[RAW DATA Boundary: Start]
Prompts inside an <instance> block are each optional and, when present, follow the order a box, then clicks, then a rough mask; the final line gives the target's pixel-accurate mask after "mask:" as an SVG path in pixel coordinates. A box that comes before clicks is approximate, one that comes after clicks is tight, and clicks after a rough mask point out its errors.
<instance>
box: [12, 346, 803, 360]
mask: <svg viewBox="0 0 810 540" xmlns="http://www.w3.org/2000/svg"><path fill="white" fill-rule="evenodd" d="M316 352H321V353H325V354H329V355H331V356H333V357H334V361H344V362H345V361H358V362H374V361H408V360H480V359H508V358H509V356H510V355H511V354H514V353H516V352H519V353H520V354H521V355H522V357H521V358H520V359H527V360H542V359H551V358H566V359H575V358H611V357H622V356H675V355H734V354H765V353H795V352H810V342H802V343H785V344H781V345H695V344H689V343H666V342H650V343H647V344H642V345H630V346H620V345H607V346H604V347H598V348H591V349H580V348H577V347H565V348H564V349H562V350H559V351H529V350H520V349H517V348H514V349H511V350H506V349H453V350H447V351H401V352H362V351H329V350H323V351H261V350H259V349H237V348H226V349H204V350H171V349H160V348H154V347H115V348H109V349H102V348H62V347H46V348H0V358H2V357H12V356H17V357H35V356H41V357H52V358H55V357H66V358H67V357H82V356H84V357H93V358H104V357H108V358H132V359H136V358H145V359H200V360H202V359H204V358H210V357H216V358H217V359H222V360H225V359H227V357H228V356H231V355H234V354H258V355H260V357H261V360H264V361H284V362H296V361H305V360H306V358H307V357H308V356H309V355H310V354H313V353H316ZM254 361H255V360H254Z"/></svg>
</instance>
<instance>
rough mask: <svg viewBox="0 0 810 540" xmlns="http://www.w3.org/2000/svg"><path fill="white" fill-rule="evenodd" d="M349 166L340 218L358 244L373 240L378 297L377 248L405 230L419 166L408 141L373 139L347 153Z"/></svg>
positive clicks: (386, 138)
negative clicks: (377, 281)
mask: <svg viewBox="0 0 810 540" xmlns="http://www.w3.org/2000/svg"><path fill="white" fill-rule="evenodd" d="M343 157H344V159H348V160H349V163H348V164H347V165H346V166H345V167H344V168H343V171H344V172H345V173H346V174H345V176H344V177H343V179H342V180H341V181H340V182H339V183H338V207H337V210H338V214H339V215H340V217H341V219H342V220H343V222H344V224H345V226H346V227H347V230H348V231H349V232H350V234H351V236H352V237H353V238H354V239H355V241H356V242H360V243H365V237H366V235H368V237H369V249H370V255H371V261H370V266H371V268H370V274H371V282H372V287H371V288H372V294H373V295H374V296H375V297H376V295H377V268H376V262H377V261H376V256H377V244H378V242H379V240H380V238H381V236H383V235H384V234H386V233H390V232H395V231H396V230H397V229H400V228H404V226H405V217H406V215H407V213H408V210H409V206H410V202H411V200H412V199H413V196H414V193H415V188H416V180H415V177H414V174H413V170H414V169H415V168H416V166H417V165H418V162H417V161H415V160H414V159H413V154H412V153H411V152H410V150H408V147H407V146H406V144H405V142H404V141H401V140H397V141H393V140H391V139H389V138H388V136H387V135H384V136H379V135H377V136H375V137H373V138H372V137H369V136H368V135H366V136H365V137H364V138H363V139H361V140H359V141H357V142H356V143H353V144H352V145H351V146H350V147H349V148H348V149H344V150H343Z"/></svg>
[RAW DATA Boundary: End]
INSTRUCTIONS TO FOLLOW:
Write out every record, exactly as written.

WRITTEN ANSWER:
Prompts inside an <instance> block are each optional and, when present, follow the order a box, then clicks, then a rough mask; the final line gives the target's pixel-accurate mask after "mask:" as an SVG path in pixel coordinates. A box that comes before clicks is approximate, one that comes after clicks is tight, and clicks after a rough mask point out its errors.
<instance>
box: [12, 346, 803, 360]
mask: <svg viewBox="0 0 810 540" xmlns="http://www.w3.org/2000/svg"><path fill="white" fill-rule="evenodd" d="M316 352H321V353H325V354H329V355H331V356H333V357H334V361H344V362H345V361H358V362H374V361H408V360H480V359H508V358H509V356H510V355H511V354H514V353H516V352H519V353H520V354H521V355H522V357H521V358H520V359H527V360H542V359H551V358H566V359H575V358H611V357H622V356H675V355H734V354H765V353H795V352H810V342H802V343H785V344H781V345H695V344H689V343H666V342H650V343H647V344H642V345H630V346H620V345H607V346H604V347H598V348H591V349H580V348H577V347H565V348H564V349H562V350H559V351H529V350H520V349H517V348H514V349H511V350H506V349H453V350H447V351H401V352H362V351H329V350H323V351H261V350H259V349H237V348H226V349H204V350H171V349H160V348H154V347H115V348H109V349H102V348H62V347H46V348H0V358H2V357H12V356H17V357H35V356H41V357H52V358H55V357H66V358H67V357H82V356H84V357H93V358H104V357H108V358H132V359H136V358H145V359H200V360H202V359H204V358H210V357H216V358H217V359H222V360H225V359H227V357H228V356H231V355H234V354H258V355H260V357H261V360H264V361H284V362H296V361H305V360H306V358H307V357H308V356H309V355H310V354H313V353H316ZM254 361H255V360H254Z"/></svg>
</instance>
<instance>
rough mask: <svg viewBox="0 0 810 540" xmlns="http://www.w3.org/2000/svg"><path fill="white" fill-rule="evenodd" d="M349 166L340 218L358 244L373 240L378 297L377 248L405 230L419 166L408 141L373 139L347 153Z"/></svg>
positive clicks: (386, 138)
negative clicks: (377, 281)
mask: <svg viewBox="0 0 810 540" xmlns="http://www.w3.org/2000/svg"><path fill="white" fill-rule="evenodd" d="M343 157H344V159H348V160H349V163H348V164H347V165H346V166H345V167H344V168H343V171H344V172H345V173H346V174H345V176H344V177H343V179H342V180H341V181H340V182H339V183H338V207H337V210H338V214H339V215H340V217H341V219H342V220H343V222H344V224H345V226H346V227H347V230H348V231H349V232H350V234H351V236H352V237H353V238H354V239H355V241H356V242H360V243H365V237H366V235H368V237H369V249H370V255H371V261H370V266H371V268H370V274H371V282H372V287H371V288H372V294H373V295H374V296H375V297H376V295H377V268H376V262H377V261H376V256H377V244H378V242H379V240H380V238H381V236H383V235H384V234H386V233H390V232H395V231H396V230H397V229H400V228H404V226H405V217H406V215H407V213H408V210H409V206H410V202H411V200H412V199H413V196H414V193H415V188H416V180H415V177H414V174H413V170H414V169H415V168H416V166H417V165H418V162H417V161H415V160H414V159H413V154H412V153H411V152H410V150H408V147H407V146H406V144H405V142H404V141H401V140H397V141H393V140H391V139H389V138H388V136H387V135H384V136H379V135H377V136H375V137H373V138H372V137H369V136H368V135H366V136H365V137H364V138H363V139H361V140H359V141H357V142H356V143H353V144H352V145H351V146H350V147H349V148H348V149H344V150H343Z"/></svg>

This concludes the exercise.